▸ **依頼 1**:
焼山の山スキーについての文章を読んで、次の問いに答えてください。
(a) 2年前に焼山を訪れたのはいつごろですか。
(b) クルマを停めた場所はどこですか。
(c) ヘアピンカーブが続く林道を登る最初の区間の標高差は何mですか。

▸ **元の文章**:
========================================
日本各地に数十は下らないとされる「焼山」の中の最高峰(ちなみに、それよりも高い上高地の山は「焼岳」)となる新潟県妙高/糸魚川市境の焼山は、日本海から冬の北風が直撃する豪雪の山で、山頂付近から山麓の笹倉温泉まで標高差2000m近い(正確には1900m前後の)滑走が可能な山スキーの聖地ですが、地球温暖化が進む近年は完全滑降の条件がそろいにくくなってきました。
2年前のGW直前に訪れた時も、標高2000mくらいから断続的な猛ブッシュに阻まれて途中引き返した経験がありますが、雪が多い今年はどうでしょうか。
糸魚川市大平にある笹倉温泉の少し奥にある、市民にもあまり知られていない「ゆのかわうちキャンプ場」にクルマを停めて、目の前の焼山橋を渡り、舗装道路を歩き始めます。
目の前にある堰堤まで舗装道路が露出して、クルマで行けるかどうかが、後ほど標高2000mを越えて行けないかどうかのベンチマークの一つだと思います。
堰堤横のカーブを曲がると、5~6か所ほど雪が途切れて数メートル前後路面が見える以外は、林道は雪に覆われていました。
最初の標高差250mは、ヘアピンカーブが続く林道を登って行きます。
徐々に傾斜が急になるヘアピンの後半は、路上に斜めに積もった雪の上での滑落が悲惨な結果となる場所があり、(後で必要となる山頂付近と共に)アイゼンやクトー等の滑り止め持参が推奨です。
先行する何パーティーかが、正面の(焼山川右岸に並走する)この小さな谷を登って行ったので、何も考えずに後をついて行ってしまいます。
本当は↓左側に見える雪の斜面を登って行くのが正解(左側の尾根の上が北面台地)ですが、先行した方々が行き詰ってしまったので、慌てて引き返しました。
左手に火打山。
正面の焼山。
右側の高松山。
特に目印もないがとても分かりやすい平原をひたすら直進していきます。
このあたりが「大曲」という地名みたいですが、全てが雪の下となっている今は何が曲がっているかは全くわかりません。
引き返した後も、台地へと続く雪面を見逃してしまいしばし迷走。
無駄に大回りして夏季登山道付近から台地上に出ました。
台地末端に立つと視界が一気に開け、独特の山岳風景となりました。
周囲をスキーの名山に囲まれています。
特に目印もないがとても分かりやすい平原をひたすら直進していきます。
正面中央に生えている十数本の樺の木の右側をかすめて登って行きます。
荷物をデポし、空身で目の前にある窪地の対面の岩の最高部へと向かいます。
========================================
▸ **提供された行**:

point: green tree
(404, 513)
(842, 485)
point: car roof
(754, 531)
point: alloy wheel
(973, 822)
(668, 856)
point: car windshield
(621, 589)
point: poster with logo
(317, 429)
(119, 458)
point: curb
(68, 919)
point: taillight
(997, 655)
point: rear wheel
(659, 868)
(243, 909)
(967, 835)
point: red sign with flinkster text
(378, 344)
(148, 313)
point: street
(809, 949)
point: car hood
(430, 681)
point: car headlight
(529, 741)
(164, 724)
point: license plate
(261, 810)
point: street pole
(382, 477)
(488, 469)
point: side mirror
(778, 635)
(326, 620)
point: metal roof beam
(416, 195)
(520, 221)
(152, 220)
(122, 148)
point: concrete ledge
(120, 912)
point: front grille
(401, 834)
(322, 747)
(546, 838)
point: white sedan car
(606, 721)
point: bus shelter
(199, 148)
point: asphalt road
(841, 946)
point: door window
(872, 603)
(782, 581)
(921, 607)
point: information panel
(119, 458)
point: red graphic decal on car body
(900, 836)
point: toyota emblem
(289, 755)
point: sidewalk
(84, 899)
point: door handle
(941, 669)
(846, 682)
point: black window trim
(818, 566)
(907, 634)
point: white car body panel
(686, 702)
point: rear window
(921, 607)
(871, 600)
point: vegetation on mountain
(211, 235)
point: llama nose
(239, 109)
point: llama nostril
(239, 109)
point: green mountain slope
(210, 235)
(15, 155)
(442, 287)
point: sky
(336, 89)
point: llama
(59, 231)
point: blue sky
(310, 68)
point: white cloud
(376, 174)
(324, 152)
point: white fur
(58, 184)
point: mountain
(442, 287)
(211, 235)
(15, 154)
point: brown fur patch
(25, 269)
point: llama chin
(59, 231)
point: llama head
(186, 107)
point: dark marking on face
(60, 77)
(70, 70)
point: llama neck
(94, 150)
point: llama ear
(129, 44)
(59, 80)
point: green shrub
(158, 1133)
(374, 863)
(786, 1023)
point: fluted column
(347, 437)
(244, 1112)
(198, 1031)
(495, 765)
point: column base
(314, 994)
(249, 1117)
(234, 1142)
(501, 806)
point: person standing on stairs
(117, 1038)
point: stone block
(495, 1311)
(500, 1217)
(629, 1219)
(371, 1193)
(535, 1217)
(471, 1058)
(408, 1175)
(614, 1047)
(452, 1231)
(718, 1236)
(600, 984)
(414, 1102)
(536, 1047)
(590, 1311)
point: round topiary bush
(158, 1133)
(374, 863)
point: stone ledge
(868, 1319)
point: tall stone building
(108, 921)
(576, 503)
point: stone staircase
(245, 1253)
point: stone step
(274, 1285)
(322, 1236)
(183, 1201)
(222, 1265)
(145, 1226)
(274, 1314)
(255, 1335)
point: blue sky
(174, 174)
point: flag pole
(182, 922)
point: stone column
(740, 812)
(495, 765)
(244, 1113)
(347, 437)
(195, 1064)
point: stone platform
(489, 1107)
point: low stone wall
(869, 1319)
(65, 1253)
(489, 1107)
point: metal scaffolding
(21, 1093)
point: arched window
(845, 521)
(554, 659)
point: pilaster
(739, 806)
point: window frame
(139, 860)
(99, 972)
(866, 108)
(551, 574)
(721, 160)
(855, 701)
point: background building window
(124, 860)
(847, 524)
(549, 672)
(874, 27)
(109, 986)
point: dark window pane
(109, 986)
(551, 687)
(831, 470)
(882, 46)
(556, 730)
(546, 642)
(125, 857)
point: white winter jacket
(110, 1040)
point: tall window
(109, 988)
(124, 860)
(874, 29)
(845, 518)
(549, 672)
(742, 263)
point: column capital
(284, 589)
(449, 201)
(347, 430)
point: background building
========================================
▸ **依頼 2**:
提供された行を、「point: person standing on stairs」を含む行から書き写し始め、「(195, 1064)」を含む行まで一字一句変えずに写して終えてください。

▸ **完成した回答 1**:
(a) GW直前
(b) ゆのかわうちキャンプ場
(c) 250m

▸ **完成した回答 2**:
point: person standing on stairs
(117, 1038)
point: stone block
(495, 1311)
(500, 1217)
(629, 1219)
(371, 1193)
(535, 1217)
(471, 1058)
(408, 1175)
(614, 1047)
(452, 1231)
(718, 1236)
(600, 984)
(414, 1102)
(536, 1047)
(590, 1311)
point: round topiary bush
(158, 1133)
(374, 863)
point: stone ledge
(868, 1319)
point: tall stone building
(108, 921)
(576, 503)
point: stone staircase
(245, 1253)
point: stone step
(274, 1285)
(322, 1236)
(183, 1201)
(222, 1265)
(145, 1226)
(274, 1314)
(255, 1335)
point: blue sky
(174, 174)
point: flag pole
(182, 922)
point: stone column
(740, 812)
(495, 765)
(244, 1113)
(347, 437)
(195, 1064)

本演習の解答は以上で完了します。